Region labeling data
____________________

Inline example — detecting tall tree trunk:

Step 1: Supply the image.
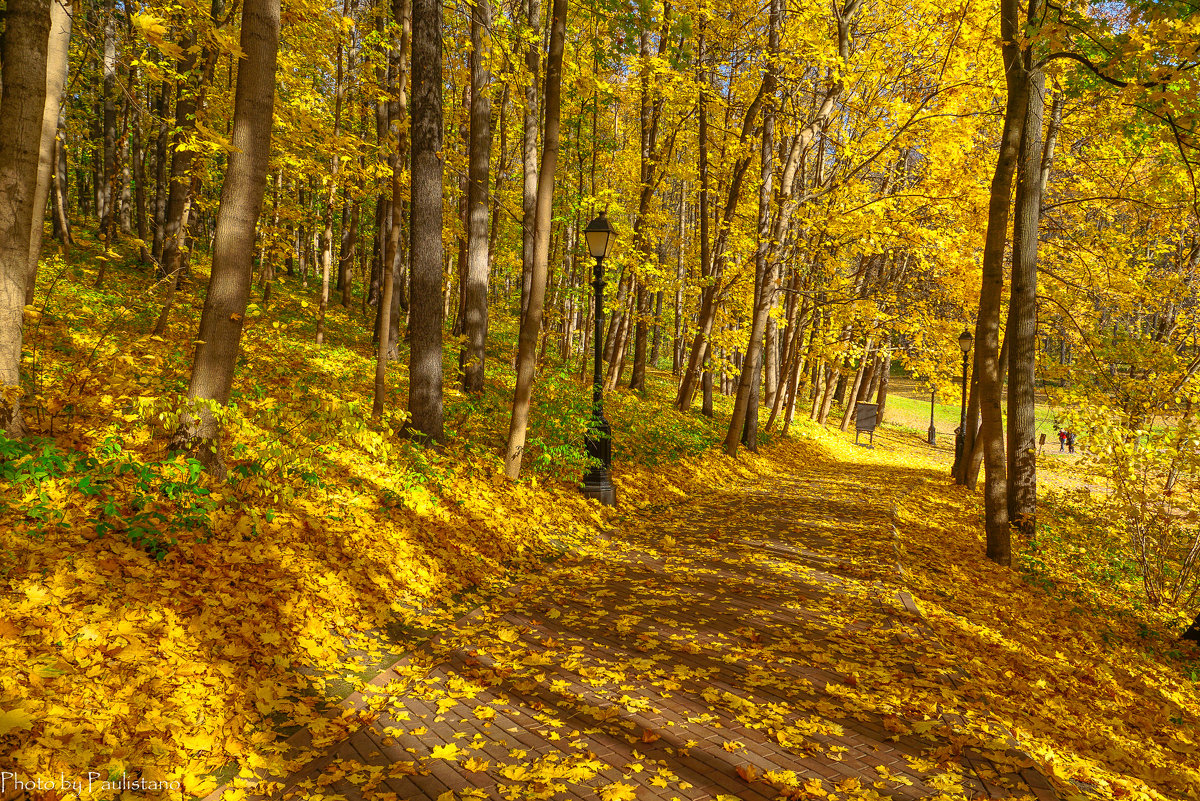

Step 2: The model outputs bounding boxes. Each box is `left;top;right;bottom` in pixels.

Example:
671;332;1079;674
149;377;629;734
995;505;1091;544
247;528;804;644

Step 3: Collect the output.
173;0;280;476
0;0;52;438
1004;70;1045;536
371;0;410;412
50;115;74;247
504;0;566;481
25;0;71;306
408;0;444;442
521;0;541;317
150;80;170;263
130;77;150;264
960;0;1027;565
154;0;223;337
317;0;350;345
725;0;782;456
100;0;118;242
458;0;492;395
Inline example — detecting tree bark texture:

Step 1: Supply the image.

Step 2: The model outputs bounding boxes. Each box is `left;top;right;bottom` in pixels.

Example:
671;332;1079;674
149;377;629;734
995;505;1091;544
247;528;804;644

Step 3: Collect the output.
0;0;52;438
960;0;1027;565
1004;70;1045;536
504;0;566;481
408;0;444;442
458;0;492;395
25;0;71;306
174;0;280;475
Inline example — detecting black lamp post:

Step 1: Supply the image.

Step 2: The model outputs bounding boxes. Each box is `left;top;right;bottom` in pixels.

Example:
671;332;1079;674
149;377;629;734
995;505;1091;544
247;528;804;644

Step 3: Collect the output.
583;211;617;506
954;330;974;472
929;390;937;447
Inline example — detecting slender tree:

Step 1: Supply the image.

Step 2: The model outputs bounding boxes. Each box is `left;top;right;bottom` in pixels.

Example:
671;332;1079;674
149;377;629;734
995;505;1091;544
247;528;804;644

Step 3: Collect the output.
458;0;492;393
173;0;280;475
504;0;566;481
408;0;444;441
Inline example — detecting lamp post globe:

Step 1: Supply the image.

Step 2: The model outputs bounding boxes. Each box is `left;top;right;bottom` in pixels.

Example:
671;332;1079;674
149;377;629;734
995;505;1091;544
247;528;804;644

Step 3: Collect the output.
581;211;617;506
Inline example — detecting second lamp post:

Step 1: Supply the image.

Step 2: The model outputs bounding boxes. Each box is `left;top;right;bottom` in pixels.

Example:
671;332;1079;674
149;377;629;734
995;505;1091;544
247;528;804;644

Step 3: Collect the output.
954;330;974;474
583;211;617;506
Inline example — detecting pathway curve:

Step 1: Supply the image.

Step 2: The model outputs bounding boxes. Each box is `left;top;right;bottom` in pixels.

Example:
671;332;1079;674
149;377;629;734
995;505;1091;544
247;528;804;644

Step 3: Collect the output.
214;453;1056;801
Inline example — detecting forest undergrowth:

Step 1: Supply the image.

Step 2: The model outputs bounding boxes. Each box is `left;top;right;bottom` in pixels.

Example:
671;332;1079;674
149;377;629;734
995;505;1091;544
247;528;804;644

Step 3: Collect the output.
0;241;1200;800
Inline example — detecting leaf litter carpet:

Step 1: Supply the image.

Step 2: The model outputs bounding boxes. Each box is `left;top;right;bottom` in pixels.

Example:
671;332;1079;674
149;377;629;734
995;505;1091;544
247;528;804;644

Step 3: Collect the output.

____________________

Work required:
Reproduce all of the data above word for word, omitting the pictures.

Problem solution:
Inline example — detecting tall tree trunk:

Step 1: Supply the image.

Step 2: The model outputs bounding boxes. Each box is `left;top;right;bottom` in pixels.

Example:
671;332;1079;674
149;377;629;734
995;505;1091;544
247;528;804;644

Step 3: Collect the output.
173;0;280;476
0;0;52;438
1004;70;1045;536
371;0;410;412
50;115;74;247
504;0;566;481
25;0;71;306
408;0;444;442
521;0;541;317
150;80;170;263
130;77;150;264
960;0;1027;565
154;0;223;337
317;0;350;345
725;0;782;456
100;0;118;242
458;0;492;395
Inline example — detecting tree bark texture:

Step 1: Supply the image.

Step 2: The model outputs bounding boxes. Each box is `left;top;right;bottom` in pixels.

Example:
671;332;1079;674
149;377;629;734
995;505;1091;544
247;528;804;644

Step 3: Collect the output.
0;0;52;438
960;0;1027;565
1004;70;1045;536
504;0;566;481
408;0;444;442
458;0;492;395
25;0;71;306
174;0;280;475
Inline example — detecting black lamp post:

Step 1: Supply the image.

Step 2: The model outputs bounding boxes. Each box is `left;top;right;bottom` in pixels.

Example:
671;332;1079;674
149;377;629;734
995;505;1091;544
247;528;804;644

Step 3: Collect the output.
583;211;617;506
954;330;974;472
929;390;937;447
Inline example — detecting slender tree:

Step 1: Supply the image.

Step 2: The model outputs bounding boxes. Each box is `left;top;right;bottom` in pixels.

Example:
671;332;1079;674
149;377;629;734
995;505;1091;544
247;528;804;644

Step 3: Collect the output.
458;0;492;393
173;0;280;475
504;0;566;481
408;0;444;441
Inline example — detecting lamp post globe:

Step 1: Supply the image.

Step 2: The model outputs bounding boxes. Each box is `left;top;right;bottom` in pixels.

Example:
671;332;1079;674
149;377;629;734
995;505;1091;544
247;528;804;644

Step 3: Collect the output.
581;211;617;506
Inline example — detecting second lamp post:

Step 1: Supply the image.

Step 2: The model outputs bounding boxes. Each box is `left;top;right;bottom` in pixels.

Example:
671;332;1079;674
149;377;629;734
995;505;1091;544
247;528;804;644

Step 3: Collect the output.
954;330;974;474
583;211;617;506
Inline example — detecting pathway curve:

Step 1: Supply the image.

Step 2: The model outputs bounding boxes. Each box is `left;top;right;bottom` in pixels.

Example:
671;332;1079;674
149;377;629;734
995;505;1091;544
247;528;804;644

Step 3: Collect the output.
214;453;1056;801
Inline example — detecting forest undergrowth:

Step 1: Supply the image.

Step 2: The model outputs bounding boxes. Each box is `left;top;right;bottom` in pixels.

Example:
671;332;1079;674
149;377;629;734
995;505;1091;544
247;528;804;644

Step 3: Collect the output.
0;241;1200;800
Inline example — detecting leaf litter carpet:

Step 1: Supply the image.

Step 2: The model outputs bounding boxes. Each box is `left;top;right;bottom` in pixels.

Example:
671;332;1079;674
149;377;629;734
995;505;1091;544
247;528;804;644

Step 3: Collect the output.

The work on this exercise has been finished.